Provided text:
Re: [PATCH 4/4] x86/tsx: Add cmdline tsx=fake to not clear CPUID bits RTM and HLE

CCing libvir-list, Jiri Denemark, Michal Privoznik, so they are aware that the definition of "supported CPU features" will probably become a bit more complex in the future. On Tue, Jul 6, 2021 at 5:58 PM Paolo Bonzini <pbonzini@redhat.com> wrote:
On 06/07/21 23:33, Eduardo Habkost wrote:
On Tue, Jul 6, 2021 at 5:05 PM Paolo Bonzini <pbonzini@redhat.com> wrote:
It's a bit tricky, because HLE and RTM won't really behave well. An old guest that sees RTM=1 might end up retrying and aborting transactions too much. So I'm not sure that a QEMU "-cpu host" guest should have HLE and RTM enabled.
Is the purpose of GET_SUPPORTED_CPUID to return what is supported by KVM, or to return what "-cpu host" should enable by default? They are conflicting requirements in this case.
In theory there is GET_EMULATED_CPUID for the former, so it should be the latter. In practice neither QEMU nor Libvirt use it; maybe now we have a good reason to add it, but note that userspace could also check host RTM_ALWAYS_ABORT.
Returning HLE=1,RTM=1 in GET_SUPPORTED_CPUID makes existing userspace take bad decisions until it's updated.
Returning HLE=0,RTM=0 in GET_SUPPORTED_CPUID prevents existing userspace from resuming existing VMs (despite being technically possible).
The first option has an easy workaround that doesn't require a software update (disabling HLE/RTM in the VM configuration). The second option doesn't have a workaround. I'm inclined towards the first option.
The default has already been tsx=off for a while though, so checking either GET_EMULATED_CPUID or host RTM_ALWAYS_ABORT in userspace might also be feasible for those that are still on tsx=on.

Exercise description:
Please answer these questions from the thread above:
1. Which mailing list is CCed at the start?
2. What might an old guest that sees RTM=1 end up doing?
3. What easy workaround does the first option have?

Recorded data:
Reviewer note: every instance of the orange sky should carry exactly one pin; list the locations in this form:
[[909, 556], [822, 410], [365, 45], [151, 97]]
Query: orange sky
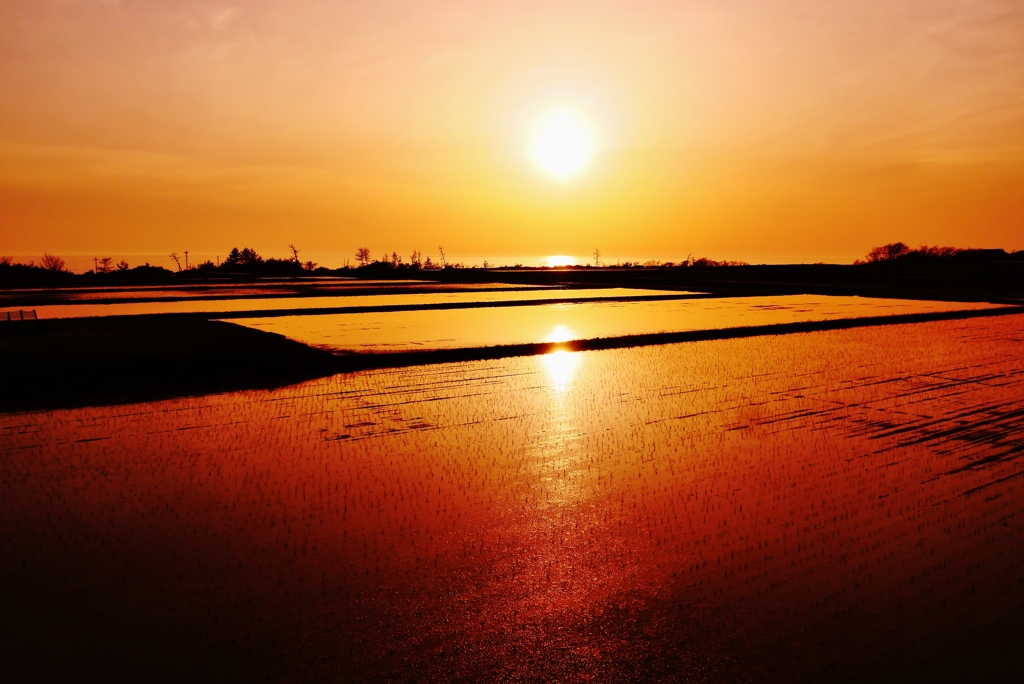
[[770, 131]]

The solution:
1. libvir-list
2. Retrying and aborting transactions too much.
3. Disabling HLE/RTM in the VM configuration.